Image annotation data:
## BEGIN

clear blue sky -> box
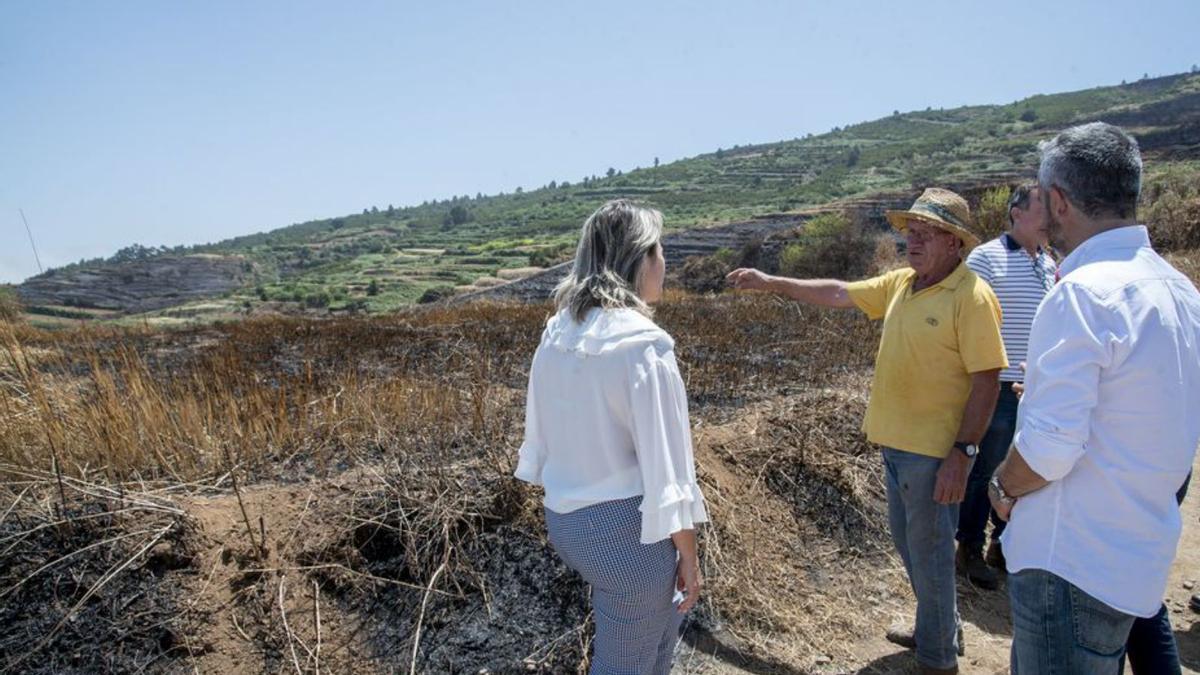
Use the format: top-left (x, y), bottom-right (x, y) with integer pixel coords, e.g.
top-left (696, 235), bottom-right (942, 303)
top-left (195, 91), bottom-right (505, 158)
top-left (0, 0), bottom-right (1200, 281)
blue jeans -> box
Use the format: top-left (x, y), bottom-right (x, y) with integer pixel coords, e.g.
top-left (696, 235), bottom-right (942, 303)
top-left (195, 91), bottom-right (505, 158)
top-left (1008, 569), bottom-right (1134, 675)
top-left (883, 448), bottom-right (959, 668)
top-left (954, 382), bottom-right (1019, 549)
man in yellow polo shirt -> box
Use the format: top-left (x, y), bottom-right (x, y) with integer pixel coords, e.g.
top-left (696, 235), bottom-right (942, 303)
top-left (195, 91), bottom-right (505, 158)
top-left (728, 187), bottom-right (1008, 673)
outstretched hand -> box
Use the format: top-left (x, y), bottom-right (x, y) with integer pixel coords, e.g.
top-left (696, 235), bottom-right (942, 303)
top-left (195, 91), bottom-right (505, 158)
top-left (725, 267), bottom-right (770, 291)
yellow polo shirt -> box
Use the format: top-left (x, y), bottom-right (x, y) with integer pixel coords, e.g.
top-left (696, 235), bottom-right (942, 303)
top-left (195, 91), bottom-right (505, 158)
top-left (848, 264), bottom-right (1008, 458)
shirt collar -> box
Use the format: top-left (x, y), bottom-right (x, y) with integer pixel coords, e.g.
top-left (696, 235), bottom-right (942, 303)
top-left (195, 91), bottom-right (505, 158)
top-left (1058, 225), bottom-right (1150, 276)
top-left (908, 262), bottom-right (970, 292)
top-left (1000, 232), bottom-right (1045, 256)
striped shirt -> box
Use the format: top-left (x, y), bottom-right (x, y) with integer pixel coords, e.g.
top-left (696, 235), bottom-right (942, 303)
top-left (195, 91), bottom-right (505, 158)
top-left (967, 234), bottom-right (1057, 382)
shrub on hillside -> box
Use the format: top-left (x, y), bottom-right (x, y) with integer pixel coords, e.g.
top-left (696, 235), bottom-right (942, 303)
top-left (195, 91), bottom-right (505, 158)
top-left (779, 213), bottom-right (880, 279)
top-left (972, 185), bottom-right (1013, 241)
top-left (0, 287), bottom-right (22, 321)
top-left (1139, 168), bottom-right (1200, 251)
top-left (416, 286), bottom-right (455, 305)
top-left (678, 238), bottom-right (763, 293)
top-left (679, 251), bottom-right (733, 293)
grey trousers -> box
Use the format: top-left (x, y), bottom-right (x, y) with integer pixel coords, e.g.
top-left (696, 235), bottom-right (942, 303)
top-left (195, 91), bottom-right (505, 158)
top-left (546, 496), bottom-right (683, 675)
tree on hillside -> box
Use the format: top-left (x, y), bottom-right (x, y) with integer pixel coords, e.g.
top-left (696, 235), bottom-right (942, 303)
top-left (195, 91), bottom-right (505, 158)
top-left (443, 204), bottom-right (474, 225)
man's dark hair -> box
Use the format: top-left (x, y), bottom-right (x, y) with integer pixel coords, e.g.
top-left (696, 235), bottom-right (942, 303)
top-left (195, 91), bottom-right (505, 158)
top-left (1038, 121), bottom-right (1141, 219)
top-left (1008, 183), bottom-right (1037, 227)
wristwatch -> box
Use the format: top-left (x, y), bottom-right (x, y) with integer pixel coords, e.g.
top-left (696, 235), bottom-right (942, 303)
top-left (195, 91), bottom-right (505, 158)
top-left (988, 474), bottom-right (1016, 506)
top-left (954, 441), bottom-right (979, 459)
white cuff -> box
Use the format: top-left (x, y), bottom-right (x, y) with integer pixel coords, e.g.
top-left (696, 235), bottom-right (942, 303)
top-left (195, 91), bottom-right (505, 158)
top-left (640, 483), bottom-right (708, 544)
top-left (1013, 419), bottom-right (1084, 480)
top-left (512, 444), bottom-right (542, 485)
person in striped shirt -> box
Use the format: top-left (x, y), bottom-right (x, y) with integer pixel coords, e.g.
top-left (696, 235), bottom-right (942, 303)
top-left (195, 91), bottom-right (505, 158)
top-left (955, 185), bottom-right (1057, 590)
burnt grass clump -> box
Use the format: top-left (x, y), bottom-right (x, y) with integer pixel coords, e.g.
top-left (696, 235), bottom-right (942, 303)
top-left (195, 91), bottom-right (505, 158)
top-left (301, 462), bottom-right (589, 673)
top-left (0, 479), bottom-right (203, 674)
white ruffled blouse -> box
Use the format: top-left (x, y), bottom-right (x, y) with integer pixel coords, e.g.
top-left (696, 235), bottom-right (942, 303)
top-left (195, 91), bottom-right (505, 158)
top-left (516, 309), bottom-right (708, 544)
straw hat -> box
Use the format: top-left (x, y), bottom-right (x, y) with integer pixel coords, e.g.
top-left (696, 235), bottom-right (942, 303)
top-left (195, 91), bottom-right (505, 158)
top-left (884, 187), bottom-right (979, 251)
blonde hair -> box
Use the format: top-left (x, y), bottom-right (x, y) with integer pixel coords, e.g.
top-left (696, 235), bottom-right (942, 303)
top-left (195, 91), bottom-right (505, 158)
top-left (554, 199), bottom-right (662, 322)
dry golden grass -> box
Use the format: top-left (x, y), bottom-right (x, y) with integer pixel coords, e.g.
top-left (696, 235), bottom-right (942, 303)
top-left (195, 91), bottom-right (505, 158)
top-left (0, 293), bottom-right (892, 670)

## END

Reproduce all of the items above word for word, omitting the pictures.

clear blue sky -> box
Use the format: top-left (x, y), bottom-right (x, y) with integer pixel coords, e.g.
top-left (696, 235), bottom-right (942, 303)
top-left (195, 91), bottom-right (505, 158)
top-left (0, 0), bottom-right (1200, 281)
blue jeans -> box
Use the format: top-left (x, y), bottom-right (x, y) with integer pixel coords, e.g.
top-left (696, 235), bottom-right (942, 303)
top-left (195, 91), bottom-right (505, 158)
top-left (1008, 569), bottom-right (1134, 675)
top-left (883, 448), bottom-right (959, 668)
top-left (954, 382), bottom-right (1019, 549)
man in yellow polo shirt -> box
Use the format: top-left (x, y), bottom-right (x, y) with integer pixel coords, e.g.
top-left (696, 235), bottom-right (942, 303)
top-left (195, 91), bottom-right (505, 158)
top-left (728, 187), bottom-right (1008, 673)
outstretched hand -> box
Use the format: top-left (x, y), bottom-right (x, y) with integer pixel coords, e.g.
top-left (696, 235), bottom-right (942, 303)
top-left (195, 91), bottom-right (505, 158)
top-left (725, 267), bottom-right (770, 291)
yellow polo shirt -> box
Use the format: top-left (x, y), bottom-right (x, y) with integer pixel coords, e.g.
top-left (696, 235), bottom-right (942, 303)
top-left (195, 91), bottom-right (505, 158)
top-left (848, 264), bottom-right (1008, 458)
shirt collar -> box
Use the format: top-left (x, y), bottom-right (x, y) with integer pixel coords, e.g.
top-left (696, 235), bottom-right (942, 303)
top-left (195, 91), bottom-right (505, 158)
top-left (1058, 225), bottom-right (1150, 276)
top-left (908, 262), bottom-right (970, 292)
top-left (1000, 232), bottom-right (1045, 256)
striped shirt -> box
Use the format: top-left (x, y), bottom-right (x, y) with integer pixel coords, e.g.
top-left (696, 235), bottom-right (942, 303)
top-left (195, 91), bottom-right (505, 158)
top-left (967, 234), bottom-right (1057, 382)
shrub on hillside -> box
Use the format: top-left (x, y), bottom-right (x, y) with integer pixel coords, e.g.
top-left (696, 235), bottom-right (942, 303)
top-left (195, 91), bottom-right (505, 158)
top-left (779, 213), bottom-right (880, 279)
top-left (972, 185), bottom-right (1013, 241)
top-left (0, 287), bottom-right (22, 321)
top-left (1139, 168), bottom-right (1200, 251)
top-left (416, 286), bottom-right (455, 305)
top-left (678, 238), bottom-right (763, 293)
top-left (679, 251), bottom-right (733, 293)
grey trousers -> box
Use the format: top-left (x, y), bottom-right (x, y) with integer pixel coords, e.g.
top-left (696, 235), bottom-right (942, 303)
top-left (195, 91), bottom-right (505, 158)
top-left (546, 496), bottom-right (683, 675)
tree on hillside -> box
Use the format: top-left (x, y), bottom-right (x, y) with integer pixel coords, e.g.
top-left (696, 235), bottom-right (942, 303)
top-left (195, 91), bottom-right (505, 158)
top-left (443, 204), bottom-right (474, 225)
man's dark hair -> box
Use the format: top-left (x, y), bottom-right (x, y) with integer pixel coords, e.g.
top-left (696, 235), bottom-right (942, 303)
top-left (195, 91), bottom-right (505, 158)
top-left (1038, 121), bottom-right (1141, 219)
top-left (1008, 183), bottom-right (1037, 227)
wristwatch -> box
Use the format: top-left (x, y), bottom-right (x, y) with integer pixel coords, e.g.
top-left (696, 235), bottom-right (942, 303)
top-left (195, 91), bottom-right (505, 158)
top-left (988, 474), bottom-right (1016, 506)
top-left (954, 441), bottom-right (979, 459)
white cuff -> box
Use the format: top-left (x, y), bottom-right (x, y) with integer pixel coords, e.g.
top-left (696, 235), bottom-right (942, 303)
top-left (195, 91), bottom-right (505, 158)
top-left (640, 483), bottom-right (708, 544)
top-left (1013, 419), bottom-right (1084, 480)
top-left (512, 444), bottom-right (542, 485)
person in striped shirt -> box
Use the format: top-left (x, y), bottom-right (x, y) with integer pixel coords, e.g.
top-left (696, 235), bottom-right (942, 303)
top-left (195, 91), bottom-right (505, 158)
top-left (955, 185), bottom-right (1057, 590)
burnt grass clump -> box
Use the format: top-left (x, y), bottom-right (x, y) with integer pixel coords, e.g.
top-left (696, 235), bottom-right (942, 303)
top-left (195, 91), bottom-right (505, 158)
top-left (301, 462), bottom-right (589, 673)
top-left (0, 479), bottom-right (203, 674)
white ruffled blouse -> box
Use the format: top-left (x, y), bottom-right (x, y) with integer pixel coords, e.g.
top-left (696, 235), bottom-right (942, 303)
top-left (195, 91), bottom-right (505, 158)
top-left (516, 309), bottom-right (708, 544)
straw hat -> box
Use the format: top-left (x, y), bottom-right (x, y) with integer pixel coords, e.g.
top-left (696, 235), bottom-right (942, 303)
top-left (195, 91), bottom-right (505, 158)
top-left (884, 187), bottom-right (979, 251)
blonde hair -> box
Use the format: top-left (x, y), bottom-right (x, y) with integer pixel coords, e.g.
top-left (696, 235), bottom-right (942, 303)
top-left (195, 91), bottom-right (505, 158)
top-left (554, 199), bottom-right (662, 322)
dry golden grass -> box
Use the format: top-left (x, y), bottom-right (x, y) with integer pixel coords, e.g.
top-left (696, 235), bottom-right (942, 303)
top-left (195, 91), bottom-right (505, 158)
top-left (0, 293), bottom-right (892, 670)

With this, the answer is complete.